- Document source:
Évasion de Riom, par le gouverneur Edmond Louveau

Évasion de Riom, par le gouverneur Edmond Louveau

Évasion de Riom, par le gouverneur Edmond Louveau

Prison de Gannat (novembre 1942). De gauche à droite, debout : le gouverneur Edmond Louveau, Jean Jouan, Claude Hettier de Boislambert, Alexandre Ter sarkissoff. Assis: Antoine Bissagnet, Charles Guérin, le lieutenant de vaisseau de Ploix (MOL).

Cette dernière circonstance permit à de Boislambert d’élaborer le plan d’évasion qu’il devait mettre à exécution, accompagné de Bissagnet et de Pechéral, le 2 décembre 1942.
Ce jour-là, au moment de regagner nos cellules, vers 17 h 30, nos trois camarades restèrent dans la cour, se dissimulant derrière les urinoirs, pendant que nous montions en bavardant bruyamment pour donner aux gardiens l’impression que tout le monde rentrait bien. Dès que la nuit fut complète, de Boislambert, Bissagnet et Pechéral se hissèrent sur le toit des cabinets d’où il leur était possible de franchir le mur qui séparait la cour du chemin de ronde. Jeu d’enfant jusque-là.
Les difficultés et les risques commençaient au chemin de ronde. Mais rien n’avait été laissé au hasard, ni le jour, ni l’heure de l’opération. Nous avions remarqué, au cours de plusieurs mois de patiente observation, que la brigade qui était de garde le mercredi ne suivait pas strictement les consignes et qu’au lieu de prendre le service de nuit – sentinelles fixes – à 7 h 30, tandis que le service de jour – patrouilles dans le chemin de ronde – cessait à 7 heures. Le mercredi, cette équipe étant de garde, il n’y avait par conséquent personne dans le chemin de ronde pendant une demi-heure.

- Questions sur le document:
(1) Citez mot pour mot le passage du récit de l'évasion de Riom qui va de « Les difficultés et » à « pendant une demi-heure. ».
(2) Répondez brièvement d'après le récit de l'évasion de Riom :
(a) Selon la légende, dans quelle prison et à quelle date la photographie a-t-elle été prise ?
(b) À quelle date de Boislambert mit-il son plan d'évasion à exécution ?
(c) Derrière quoi les trois camarades se dissimulèrent-ils dans la cour ?
(3) Poursuivez le récit de l'évasion de Riom après sa dernière phrase.

- Données enregistrées:
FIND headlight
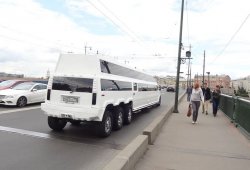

- Réponses attendues:
(1)
Les difficultés et les risques commençaient au chemin de ronde. Mais rien n’avait été laissé au hasard, ni le jour, ni l’heure de l’opération. Nous avions remarqué, au cours de plusieurs mois de patiente observation, que la brigade qui était de garde le mercredi ne suivait pas strictement les consignes et qu’au lieu de prendre le service de nuit – sentinelles fixes – à 7 h 30, tandis que le service de jour – patrouilles dans le chemin de ronde – cessait à 7 heures. Le mercredi, cette équipe étant de garde, il n’y avait par conséquent personne dans le chemin de ronde pendant une demi-heure.

(2)
(a) À la prison de Gannat, en novembre 1942.
(b) Le 2 décembre 1942.
(c) Derrière les urinoirs.

(3)
Après une heure d’attente sur le toit, les trois « évadés » sautèrent donc dans le chemin de ronde et se trouvèrent devant le vieux mur d’enceinte, haut de 12 mètres et datant du XIIe siècle, qui entoure la prison de Gannat : sauf changement imprévu dans le tour de garde, ils avaient une demi-heure pour franchir le rempart.
Le commandant de Boislambert avait élaboré le plan intérieur d’évasion. À l’extérieur, son admirable mère, Mme de Bonneval, dont nous avions jusque-là si particulièrement apprécié les délicates qualités de cœur, faisait preuve, en cette circonstances, de qualités égales de caractère, en préparant l’évasion elle-même, avec une fermeté et un esprit de décision magnifiques. Ne considérant que l’intérêt de la France, à l’exclusion de toute prudence maternelle, jugeant que la place de son fils était au combat et non en prison, celle-ci dût-elle offrir une plus grande sécurité, elle avait, seule, pris toutes les initiatives, tout prévu, organisé, coordonné. Deux vaillants patriotes de Gannat, MM. Berthelot et Perrin « contactés » par ses soins, devaient, au point, jour et heure fixés, lancer de l’extérieur une longue corde par-dessus le vieux mur. C’est d’ailleurs la nécessité de cette escalade qui m’avait fait repousser, on imagine avec quel regret, les offres de De Boislambert qui souhaitait me voir partir avec lui pour obéir aux instructions du général de Gaulle… Mais je ne m’estimais pas en état physique d’accomplir une telle performance athlétique, et craignais, en la tentant, de faire échouer l’évasion de mes camarades : Bissagnet était donc parti à ma place.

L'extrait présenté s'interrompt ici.